— begin Supplied entries —
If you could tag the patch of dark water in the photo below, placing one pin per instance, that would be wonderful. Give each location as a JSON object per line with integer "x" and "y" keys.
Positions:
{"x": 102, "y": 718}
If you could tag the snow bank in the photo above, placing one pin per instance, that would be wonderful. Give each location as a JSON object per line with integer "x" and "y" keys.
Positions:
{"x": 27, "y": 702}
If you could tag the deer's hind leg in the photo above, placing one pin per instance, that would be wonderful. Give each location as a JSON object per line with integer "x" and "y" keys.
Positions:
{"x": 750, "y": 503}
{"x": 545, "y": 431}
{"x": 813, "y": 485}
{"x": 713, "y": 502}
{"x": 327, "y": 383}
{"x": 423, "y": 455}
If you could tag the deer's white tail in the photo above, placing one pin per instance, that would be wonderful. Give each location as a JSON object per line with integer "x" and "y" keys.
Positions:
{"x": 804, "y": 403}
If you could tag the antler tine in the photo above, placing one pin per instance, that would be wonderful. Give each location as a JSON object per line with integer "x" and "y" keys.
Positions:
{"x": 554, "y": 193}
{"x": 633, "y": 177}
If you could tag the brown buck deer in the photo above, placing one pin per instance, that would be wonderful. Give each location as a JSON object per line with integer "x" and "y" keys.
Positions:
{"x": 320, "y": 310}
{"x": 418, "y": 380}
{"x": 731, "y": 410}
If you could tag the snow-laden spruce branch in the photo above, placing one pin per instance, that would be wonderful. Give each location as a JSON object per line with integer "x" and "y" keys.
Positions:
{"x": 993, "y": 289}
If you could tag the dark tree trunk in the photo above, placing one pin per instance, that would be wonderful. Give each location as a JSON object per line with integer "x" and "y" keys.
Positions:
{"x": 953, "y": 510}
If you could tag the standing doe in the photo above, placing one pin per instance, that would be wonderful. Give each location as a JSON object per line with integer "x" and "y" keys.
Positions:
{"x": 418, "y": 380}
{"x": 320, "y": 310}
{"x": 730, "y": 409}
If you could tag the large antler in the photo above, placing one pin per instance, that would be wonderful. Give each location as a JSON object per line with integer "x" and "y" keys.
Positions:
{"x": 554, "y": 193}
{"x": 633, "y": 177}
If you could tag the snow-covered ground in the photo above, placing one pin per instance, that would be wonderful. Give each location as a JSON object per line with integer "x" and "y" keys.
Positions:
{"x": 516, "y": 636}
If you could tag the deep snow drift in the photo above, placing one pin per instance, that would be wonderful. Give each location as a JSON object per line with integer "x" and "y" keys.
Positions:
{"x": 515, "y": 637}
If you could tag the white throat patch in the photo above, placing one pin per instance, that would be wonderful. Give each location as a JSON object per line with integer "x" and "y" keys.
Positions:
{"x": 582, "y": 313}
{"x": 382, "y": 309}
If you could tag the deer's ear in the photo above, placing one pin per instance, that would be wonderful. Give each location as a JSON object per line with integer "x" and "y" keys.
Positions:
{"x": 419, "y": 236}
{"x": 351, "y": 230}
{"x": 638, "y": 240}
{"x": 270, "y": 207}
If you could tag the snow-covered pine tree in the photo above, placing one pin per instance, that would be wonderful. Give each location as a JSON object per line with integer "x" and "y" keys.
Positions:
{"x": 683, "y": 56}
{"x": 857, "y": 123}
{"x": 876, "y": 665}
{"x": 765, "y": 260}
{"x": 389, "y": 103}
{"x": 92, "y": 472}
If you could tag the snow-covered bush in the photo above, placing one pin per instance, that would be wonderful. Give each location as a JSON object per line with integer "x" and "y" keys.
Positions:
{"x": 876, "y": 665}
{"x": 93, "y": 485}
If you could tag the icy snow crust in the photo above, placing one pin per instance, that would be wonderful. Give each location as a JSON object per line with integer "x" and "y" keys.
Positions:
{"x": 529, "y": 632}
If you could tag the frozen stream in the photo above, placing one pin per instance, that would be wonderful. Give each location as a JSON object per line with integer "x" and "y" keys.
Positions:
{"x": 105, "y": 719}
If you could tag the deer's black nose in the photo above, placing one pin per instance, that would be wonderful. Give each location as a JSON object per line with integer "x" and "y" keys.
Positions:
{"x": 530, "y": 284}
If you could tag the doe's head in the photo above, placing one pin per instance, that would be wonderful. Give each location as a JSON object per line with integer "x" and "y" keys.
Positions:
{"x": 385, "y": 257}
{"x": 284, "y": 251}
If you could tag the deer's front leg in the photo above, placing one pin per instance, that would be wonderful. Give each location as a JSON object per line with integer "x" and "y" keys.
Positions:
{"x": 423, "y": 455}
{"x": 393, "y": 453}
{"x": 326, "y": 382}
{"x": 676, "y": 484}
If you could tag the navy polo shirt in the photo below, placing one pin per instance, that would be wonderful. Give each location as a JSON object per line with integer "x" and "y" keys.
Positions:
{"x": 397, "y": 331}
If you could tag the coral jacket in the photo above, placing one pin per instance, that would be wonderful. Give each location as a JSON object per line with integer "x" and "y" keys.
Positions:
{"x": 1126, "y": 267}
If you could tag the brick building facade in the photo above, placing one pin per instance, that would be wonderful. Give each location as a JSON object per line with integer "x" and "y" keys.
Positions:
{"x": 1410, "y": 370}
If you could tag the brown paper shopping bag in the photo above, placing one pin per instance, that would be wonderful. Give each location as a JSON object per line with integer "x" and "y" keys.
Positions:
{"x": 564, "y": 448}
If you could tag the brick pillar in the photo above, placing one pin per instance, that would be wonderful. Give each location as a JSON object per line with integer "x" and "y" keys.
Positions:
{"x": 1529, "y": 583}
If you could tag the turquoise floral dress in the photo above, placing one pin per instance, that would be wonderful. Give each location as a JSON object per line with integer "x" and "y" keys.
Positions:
— end Supplied entries —
▶ [What to work on]
Your task is to return, exactly and on their own, the lines from the one containing "If you could tag the brown paper" through the last line of the listing.

▶ [Solution]
If you could tag the brown paper shopping bag in the photo above, placing one pin per instance, that would be wonderful. Give each location as a JSON object per line with integer "x" and "y" keys.
Positions:
{"x": 564, "y": 448}
If you could tag the brick pillar in the photo above, placing one pin per instance, that would be wonderful. Give each location as a JSON object per line with integer "x" and "y" keys.
Positions:
{"x": 1529, "y": 583}
If you could tag the turquoise floral dress in the photo above, placing one pin per instance, that would be wonderful. Give each location as a JSON object per line with integer "x" and "y" keys.
Positions:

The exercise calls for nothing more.